(Dataset items)
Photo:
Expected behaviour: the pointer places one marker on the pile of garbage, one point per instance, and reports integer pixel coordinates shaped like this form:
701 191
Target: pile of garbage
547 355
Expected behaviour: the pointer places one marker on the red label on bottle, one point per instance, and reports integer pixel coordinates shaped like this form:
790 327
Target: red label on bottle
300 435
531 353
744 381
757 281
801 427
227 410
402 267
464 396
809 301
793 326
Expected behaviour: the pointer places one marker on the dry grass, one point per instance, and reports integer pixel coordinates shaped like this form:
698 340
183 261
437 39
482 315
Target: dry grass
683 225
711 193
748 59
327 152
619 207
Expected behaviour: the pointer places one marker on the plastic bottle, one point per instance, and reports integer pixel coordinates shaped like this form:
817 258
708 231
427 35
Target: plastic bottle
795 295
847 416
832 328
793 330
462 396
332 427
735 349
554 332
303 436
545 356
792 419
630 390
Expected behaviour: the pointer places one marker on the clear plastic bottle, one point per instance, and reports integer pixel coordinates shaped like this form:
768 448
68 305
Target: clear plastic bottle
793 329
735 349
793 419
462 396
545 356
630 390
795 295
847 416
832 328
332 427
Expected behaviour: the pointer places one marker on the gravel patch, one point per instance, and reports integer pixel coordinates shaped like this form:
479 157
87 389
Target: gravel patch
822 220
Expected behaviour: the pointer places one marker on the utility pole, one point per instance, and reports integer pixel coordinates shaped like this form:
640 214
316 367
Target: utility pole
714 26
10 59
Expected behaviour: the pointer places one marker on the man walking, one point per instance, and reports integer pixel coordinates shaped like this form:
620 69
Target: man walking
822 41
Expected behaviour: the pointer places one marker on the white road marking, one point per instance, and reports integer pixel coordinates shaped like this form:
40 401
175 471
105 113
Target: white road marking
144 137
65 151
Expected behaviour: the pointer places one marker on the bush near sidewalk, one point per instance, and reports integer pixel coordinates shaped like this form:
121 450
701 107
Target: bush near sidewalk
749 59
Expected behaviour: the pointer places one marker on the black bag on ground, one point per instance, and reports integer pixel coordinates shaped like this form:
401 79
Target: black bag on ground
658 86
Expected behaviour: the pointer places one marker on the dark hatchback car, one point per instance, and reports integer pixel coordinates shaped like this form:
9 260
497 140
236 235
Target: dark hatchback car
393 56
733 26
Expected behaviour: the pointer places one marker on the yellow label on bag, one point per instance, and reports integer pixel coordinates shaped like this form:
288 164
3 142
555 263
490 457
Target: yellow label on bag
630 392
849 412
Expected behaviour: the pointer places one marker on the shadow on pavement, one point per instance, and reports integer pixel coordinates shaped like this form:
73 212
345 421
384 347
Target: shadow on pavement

_ACTION ITEM_
Nothing may be dropped or altered. Copy every line above.

_YOUR SOLUTION_
Photo:
Expected behaviour: the pointer places one marker on the pile of garbage, one point per instance, and reports integer pixel coordinates shaped like this form:
701 191
Target: pile of garbage
547 355
Expected behaviour: the pointer places one marker on the red label on bottle, one point per instance, and reports integer pixel coordinates shaped like this form:
790 327
Target: red label on bottle
300 435
531 353
744 381
757 281
801 427
227 410
402 267
464 396
809 301
793 326
Expected behaviour: the pointer places one marker on the dry grass, one point per instance, and reports integer pixel coordinates shaped like this form:
698 340
183 261
437 39
482 315
Target: dry grass
683 225
711 193
748 59
327 152
619 207
Expected behaviour: the pointer places one marker on the plastic bottle, one point per instance, and reports integer pixel coordinates shaped like this form:
817 258
708 231
427 35
Target: plastic bottle
795 295
847 416
832 328
793 330
462 396
332 427
735 349
554 332
303 436
545 356
792 419
630 390
Expected behaviour: the pointer places one marker on the clear plastic bottle, one point per instance, and reports integer pixel coordinates shaped like this form:
768 448
68 305
Target: clear plastic bottle
793 329
735 349
793 419
462 396
545 356
630 390
795 295
847 416
832 328
332 427
Expected behaviour: the pointer places one marker on the gravel patch, one point per instance, and reports integer pixel coordinates shaped like this form:
479 157
87 389
Target: gravel patch
822 220
Expected behaviour: the pointer places one marker on the utility pole, one point per instance, and reports integer pixel coordinates shaped like this form:
640 214
316 367
Target: utility pole
714 26
10 59
Expected behaviour: the pointer places one marker on the man walking, one point per instance, and reports integer pixel coordinates shaped like this form:
620 69
Target: man walking
822 41
Expected behaviour: the pointer places one marker on the white road marking, one point per instance, and reports integer pixel coordinates shaped like this form:
40 401
175 471
105 113
Target: white road marking
144 137
65 151
Expected behaviour: the pointer places one marker on the bush near sidewalk, one point per instance, and reports integer pixel coordinates shaped like this form:
121 450
701 107
Target: bush near sidewalk
749 59
Expected behaviour: the pointer places one marker on the black bag on ground, one point per instance, and reports integer pixel coordinates shaped like this form:
401 79
Target: black bag on ground
658 86
Expected behaviour: the pointer places one marker on the dark hatchback car, one point per instance, and reports integer pixel coordinates shaped like this form:
9 260
497 140
236 235
Target: dark hatchback car
393 56
733 26
Expected behaviour: the pointer places one marker on the yellow label on bag, one point per instance, and reports integer pixel coordinates shaped like this form:
288 164
3 142
555 263
490 457
Target: yellow label on bag
630 392
849 412
Expected behaviour: the pointer places one marker on the shadow on pavement, one point per instance, and reports integer pixel coordinates shaped like this form:
73 212
345 421
384 347
Target: shadow on pavement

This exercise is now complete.